1929 - Medicine
Medicine
Crude penicillin gets its first clinical application January 9 at St. Mary's Hospital, London (see 1928). Alexander Fleming treats an assistant suffering from an infected antrum by washing out the man's sinus with diluted penicillin broth, successfully destroying most of the staphylococci (see 1928; 1931).
Physician-bacteriologist Fernand-Isidore Widal dies at Paris January 14 at age 66.
Harvard physician Samuel A. (Albert) Levine, 38, notes that 60 out of 145 heart attack patients have been hypertensive—the first link between hypertension (high blood pressure) and fatal heart disease.
Angioplasty for coronary heart disease is pioneered by German medical researcher Werner Forssmann, 23, who shows that a flexible catheter inserted into a vein in the elbow can be safely extended into the heart. Experimenting on himself, he watches the progress of the catheter in a mirror held in front of a fluoroscope screen. Condemned for being so foolhardy, Forssmann gives up cardiology in favor of urology (but see 1941).
Austrian-born U.S. psychiatrist Manfred J. Sakel, 29, uses overdoses of insulin to produce shock and finds it effective in many cases of schizophrenia (see Banting, Best, 1922; Thorazine, 1954).
The first Blue Cross nonprofit tax-exempt health insurance association is organized at Dallas, Texas, where local schoolteachers, whose unpaid bills have been a burden to Baylor University Hospital, make an arrangement with the hospital. Each teacher is guaranteed up to 21 days' free use of a semiprivate room and other hospital services on condition that small monthly fees be paid in advance on a regular basis. The program will quickly spread to all hospitals in the area with a central agency to collect the fees and the Blue Cross trademark of the American Hospital Association (the national association of voluntary hospitals, AHA) will be used by agencies throughout the country that meet AHA standards. By 1935 Blue Cross will have half a million subscribers and a Blue Shield program set up by medical societies and local doctors' guilds will provide surgical insurance (see 1940).
The Seeing Eye is founded at Nashville, Tenn., by local philanthropist and dog fancier Dorothy Wood Eustis (née Harrison), 43, who breeds German shepherds. She saw a 1927 magazine article about a Swiss school that trained dogs for blinded war veterans, was asked by a blind Tennessee man to train a dog for him, and has opened the first Seeing Eye class. Her operation will move to Whippany, N.J., in 1932 and to Morristown, N.J., in 1965, training more than 4,500 Seeing Eye dogs (shepherds, labradors, and golden retrievers) for the sightless.

_Information shown_:

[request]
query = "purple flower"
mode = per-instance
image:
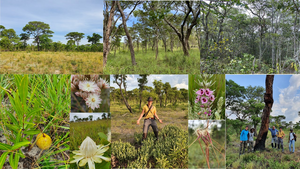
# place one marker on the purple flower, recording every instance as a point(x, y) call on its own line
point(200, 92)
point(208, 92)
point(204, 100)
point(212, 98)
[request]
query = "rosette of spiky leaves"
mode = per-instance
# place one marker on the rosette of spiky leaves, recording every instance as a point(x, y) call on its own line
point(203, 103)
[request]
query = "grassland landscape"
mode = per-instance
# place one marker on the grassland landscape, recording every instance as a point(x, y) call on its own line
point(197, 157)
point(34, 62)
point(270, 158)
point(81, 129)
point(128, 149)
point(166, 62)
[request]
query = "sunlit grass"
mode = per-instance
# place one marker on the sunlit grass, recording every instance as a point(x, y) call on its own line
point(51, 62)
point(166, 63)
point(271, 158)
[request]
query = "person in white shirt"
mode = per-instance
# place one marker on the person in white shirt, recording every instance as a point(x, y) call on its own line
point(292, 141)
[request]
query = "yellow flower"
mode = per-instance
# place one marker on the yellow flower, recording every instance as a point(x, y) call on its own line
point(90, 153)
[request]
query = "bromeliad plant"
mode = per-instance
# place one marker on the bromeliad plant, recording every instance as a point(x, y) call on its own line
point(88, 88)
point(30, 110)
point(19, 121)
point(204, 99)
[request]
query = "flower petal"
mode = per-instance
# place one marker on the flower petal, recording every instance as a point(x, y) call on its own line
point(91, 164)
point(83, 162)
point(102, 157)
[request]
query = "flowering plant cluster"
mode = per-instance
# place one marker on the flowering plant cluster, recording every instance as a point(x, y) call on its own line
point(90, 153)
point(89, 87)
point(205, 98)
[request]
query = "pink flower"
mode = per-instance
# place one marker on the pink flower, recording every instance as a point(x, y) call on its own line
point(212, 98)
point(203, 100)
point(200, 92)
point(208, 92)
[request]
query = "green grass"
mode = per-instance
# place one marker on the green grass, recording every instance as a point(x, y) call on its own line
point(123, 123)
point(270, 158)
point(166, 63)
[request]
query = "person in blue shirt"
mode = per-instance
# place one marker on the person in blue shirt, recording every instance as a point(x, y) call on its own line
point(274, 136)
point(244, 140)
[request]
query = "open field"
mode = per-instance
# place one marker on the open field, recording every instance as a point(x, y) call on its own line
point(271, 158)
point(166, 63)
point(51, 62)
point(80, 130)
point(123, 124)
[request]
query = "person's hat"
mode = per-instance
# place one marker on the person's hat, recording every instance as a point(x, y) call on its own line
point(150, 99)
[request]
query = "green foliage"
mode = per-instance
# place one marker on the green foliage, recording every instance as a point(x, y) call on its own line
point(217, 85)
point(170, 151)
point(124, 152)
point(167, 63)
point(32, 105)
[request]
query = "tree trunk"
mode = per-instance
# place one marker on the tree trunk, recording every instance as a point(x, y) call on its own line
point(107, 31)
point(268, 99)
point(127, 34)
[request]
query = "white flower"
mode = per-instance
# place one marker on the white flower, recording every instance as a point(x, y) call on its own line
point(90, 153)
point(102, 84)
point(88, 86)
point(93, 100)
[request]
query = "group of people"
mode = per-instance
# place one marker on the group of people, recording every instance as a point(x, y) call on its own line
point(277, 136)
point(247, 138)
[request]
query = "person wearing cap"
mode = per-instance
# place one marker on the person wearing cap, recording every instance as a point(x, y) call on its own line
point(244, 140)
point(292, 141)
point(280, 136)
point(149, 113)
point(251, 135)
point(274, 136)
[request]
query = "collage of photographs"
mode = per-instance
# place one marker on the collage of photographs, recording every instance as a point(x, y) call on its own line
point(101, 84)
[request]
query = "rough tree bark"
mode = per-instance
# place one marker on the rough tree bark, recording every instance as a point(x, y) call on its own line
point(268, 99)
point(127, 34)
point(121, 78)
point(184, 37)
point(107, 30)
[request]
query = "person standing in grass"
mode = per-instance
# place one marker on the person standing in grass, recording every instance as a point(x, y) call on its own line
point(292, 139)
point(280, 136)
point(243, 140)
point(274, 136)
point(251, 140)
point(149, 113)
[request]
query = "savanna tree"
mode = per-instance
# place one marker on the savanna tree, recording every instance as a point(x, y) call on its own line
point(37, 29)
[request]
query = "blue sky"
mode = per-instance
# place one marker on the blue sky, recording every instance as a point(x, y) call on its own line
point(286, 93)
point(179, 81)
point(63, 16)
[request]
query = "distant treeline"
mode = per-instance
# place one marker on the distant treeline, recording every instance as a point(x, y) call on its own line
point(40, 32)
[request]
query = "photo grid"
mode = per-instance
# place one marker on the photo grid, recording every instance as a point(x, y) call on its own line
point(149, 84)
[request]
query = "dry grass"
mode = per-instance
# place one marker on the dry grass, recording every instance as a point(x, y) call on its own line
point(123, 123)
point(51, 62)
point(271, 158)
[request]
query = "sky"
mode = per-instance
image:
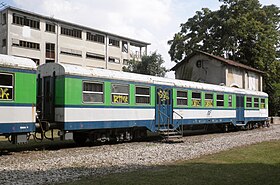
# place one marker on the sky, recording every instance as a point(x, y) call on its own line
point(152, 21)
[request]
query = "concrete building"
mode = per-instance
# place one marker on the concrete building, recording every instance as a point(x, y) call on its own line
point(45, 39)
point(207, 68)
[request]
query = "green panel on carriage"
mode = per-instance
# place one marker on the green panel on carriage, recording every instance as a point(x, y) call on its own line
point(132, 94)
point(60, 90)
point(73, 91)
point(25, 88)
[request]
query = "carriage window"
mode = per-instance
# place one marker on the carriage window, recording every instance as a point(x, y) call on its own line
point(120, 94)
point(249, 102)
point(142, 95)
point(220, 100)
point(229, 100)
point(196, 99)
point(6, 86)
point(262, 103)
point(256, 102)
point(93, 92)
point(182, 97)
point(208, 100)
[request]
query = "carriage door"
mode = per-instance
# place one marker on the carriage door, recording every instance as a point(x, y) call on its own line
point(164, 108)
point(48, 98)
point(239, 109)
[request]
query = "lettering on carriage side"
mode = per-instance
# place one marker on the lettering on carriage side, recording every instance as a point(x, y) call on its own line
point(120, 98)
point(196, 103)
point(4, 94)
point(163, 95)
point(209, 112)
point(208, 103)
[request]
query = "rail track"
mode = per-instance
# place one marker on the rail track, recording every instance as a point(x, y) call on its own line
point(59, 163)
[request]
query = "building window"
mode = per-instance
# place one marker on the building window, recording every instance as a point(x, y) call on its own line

_Exercises to complete_:
1 - In the 1929 medicine text, how many of Samuel A. Levine's 145 heart attack patients had been hypertensive?
2 - Please copy the 1929 medicine text, starting with "Austrian-born U.S. psychiatrist" and going on through "1922; Thorazine, 1954).".
You can ignore the data.

_Exercise answers_:
1 - 60

2 -
Austrian-born U.S. psychiatrist Manfred J. Sakel, 29, uses overdoses of insulin to produce shock and finds it effective in many cases of schizophrenia (see Banting, Best, 1922; Thorazine, 1954).